Start of Data records
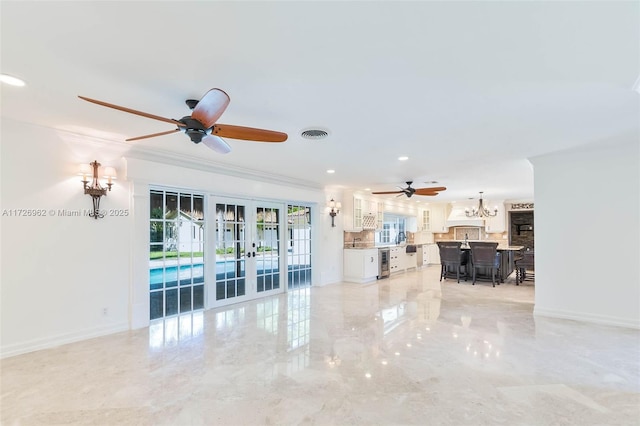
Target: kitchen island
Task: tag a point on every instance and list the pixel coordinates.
(507, 259)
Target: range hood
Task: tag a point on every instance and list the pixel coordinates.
(458, 217)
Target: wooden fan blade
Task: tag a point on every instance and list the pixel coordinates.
(211, 107)
(389, 192)
(153, 135)
(217, 144)
(133, 111)
(428, 191)
(248, 133)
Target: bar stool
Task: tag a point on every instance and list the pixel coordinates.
(451, 255)
(523, 264)
(485, 255)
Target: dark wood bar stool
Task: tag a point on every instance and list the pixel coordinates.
(485, 255)
(525, 265)
(452, 256)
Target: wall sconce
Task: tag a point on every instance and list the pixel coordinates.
(335, 209)
(90, 171)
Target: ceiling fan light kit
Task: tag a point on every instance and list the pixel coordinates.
(409, 191)
(201, 125)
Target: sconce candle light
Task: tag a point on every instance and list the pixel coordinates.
(93, 187)
(335, 209)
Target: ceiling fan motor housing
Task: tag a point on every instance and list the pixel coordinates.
(194, 129)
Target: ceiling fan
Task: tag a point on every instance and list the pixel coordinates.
(201, 125)
(409, 191)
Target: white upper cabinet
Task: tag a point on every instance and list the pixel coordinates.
(411, 224)
(357, 212)
(380, 215)
(361, 213)
(425, 220)
(498, 223)
(438, 218)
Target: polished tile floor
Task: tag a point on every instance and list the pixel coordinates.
(405, 350)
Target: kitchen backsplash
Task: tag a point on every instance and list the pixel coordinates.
(362, 239)
(475, 234)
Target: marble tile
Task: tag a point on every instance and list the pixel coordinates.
(405, 350)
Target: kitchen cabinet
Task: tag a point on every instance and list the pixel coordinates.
(498, 223)
(425, 255)
(411, 224)
(357, 212)
(360, 265)
(410, 261)
(379, 215)
(433, 254)
(438, 218)
(395, 260)
(361, 213)
(425, 220)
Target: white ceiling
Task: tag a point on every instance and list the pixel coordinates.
(467, 90)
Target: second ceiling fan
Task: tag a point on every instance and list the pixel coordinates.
(201, 125)
(409, 191)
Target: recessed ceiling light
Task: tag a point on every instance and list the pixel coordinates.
(314, 134)
(13, 81)
(636, 85)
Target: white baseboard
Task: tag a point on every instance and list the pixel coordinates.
(584, 317)
(61, 339)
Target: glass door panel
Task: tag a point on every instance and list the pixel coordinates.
(230, 247)
(267, 255)
(299, 246)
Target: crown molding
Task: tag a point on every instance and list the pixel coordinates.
(196, 163)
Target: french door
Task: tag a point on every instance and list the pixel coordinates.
(247, 246)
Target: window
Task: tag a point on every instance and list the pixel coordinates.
(176, 252)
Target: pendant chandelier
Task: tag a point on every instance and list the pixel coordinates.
(481, 210)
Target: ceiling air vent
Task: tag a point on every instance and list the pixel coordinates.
(314, 134)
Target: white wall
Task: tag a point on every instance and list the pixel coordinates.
(59, 273)
(587, 213)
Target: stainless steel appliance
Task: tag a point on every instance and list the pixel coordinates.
(383, 263)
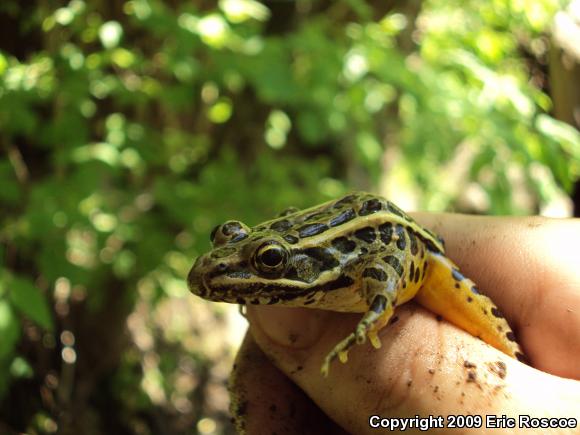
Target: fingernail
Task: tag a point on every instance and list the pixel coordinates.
(290, 327)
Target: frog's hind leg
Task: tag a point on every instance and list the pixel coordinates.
(380, 290)
(447, 292)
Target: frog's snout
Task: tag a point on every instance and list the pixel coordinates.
(195, 277)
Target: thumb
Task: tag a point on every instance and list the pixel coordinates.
(425, 367)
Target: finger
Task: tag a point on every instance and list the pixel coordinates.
(424, 367)
(264, 400)
(530, 269)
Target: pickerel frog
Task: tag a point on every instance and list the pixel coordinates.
(361, 254)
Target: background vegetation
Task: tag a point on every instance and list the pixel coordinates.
(129, 129)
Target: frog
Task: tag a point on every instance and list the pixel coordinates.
(360, 254)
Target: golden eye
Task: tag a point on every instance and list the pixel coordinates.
(270, 258)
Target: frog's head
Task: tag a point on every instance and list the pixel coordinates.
(264, 265)
(242, 265)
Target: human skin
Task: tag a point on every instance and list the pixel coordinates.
(530, 267)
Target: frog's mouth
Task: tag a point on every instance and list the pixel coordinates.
(196, 280)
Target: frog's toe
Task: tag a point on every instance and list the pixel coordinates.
(374, 339)
(361, 334)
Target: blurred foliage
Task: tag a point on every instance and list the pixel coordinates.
(129, 129)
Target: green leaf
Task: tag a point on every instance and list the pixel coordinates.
(31, 302)
(9, 330)
(110, 34)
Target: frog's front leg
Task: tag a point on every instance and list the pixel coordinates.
(380, 289)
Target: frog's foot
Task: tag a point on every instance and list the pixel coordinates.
(340, 351)
(380, 311)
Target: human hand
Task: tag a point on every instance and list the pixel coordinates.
(528, 266)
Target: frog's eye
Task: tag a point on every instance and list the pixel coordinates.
(231, 231)
(271, 259)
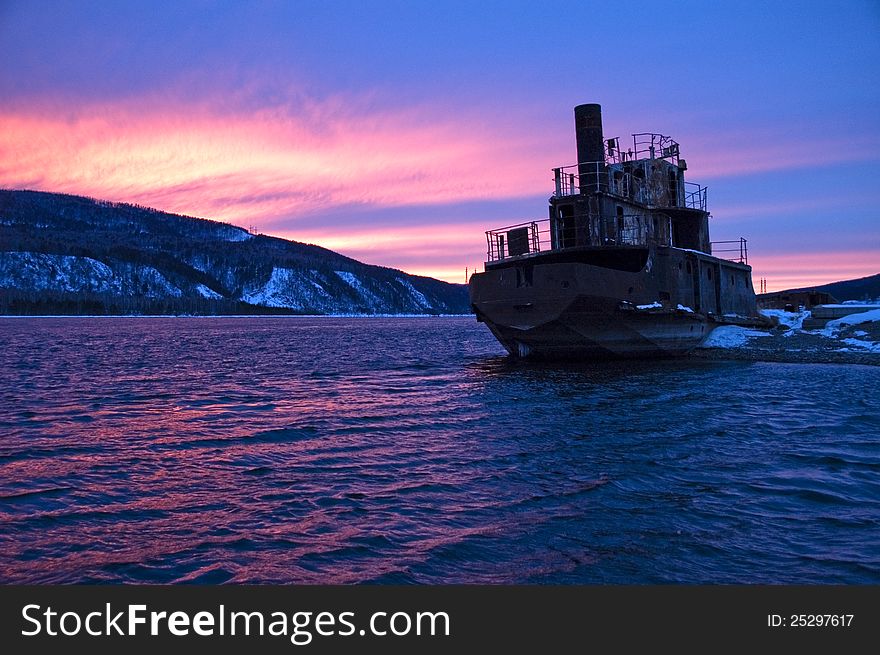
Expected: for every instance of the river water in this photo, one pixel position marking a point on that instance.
(411, 450)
End of Data records
Task description
In the material above, show every line where the word "door" turns up.

Exercise solution
Target: glass door panel
Target: french door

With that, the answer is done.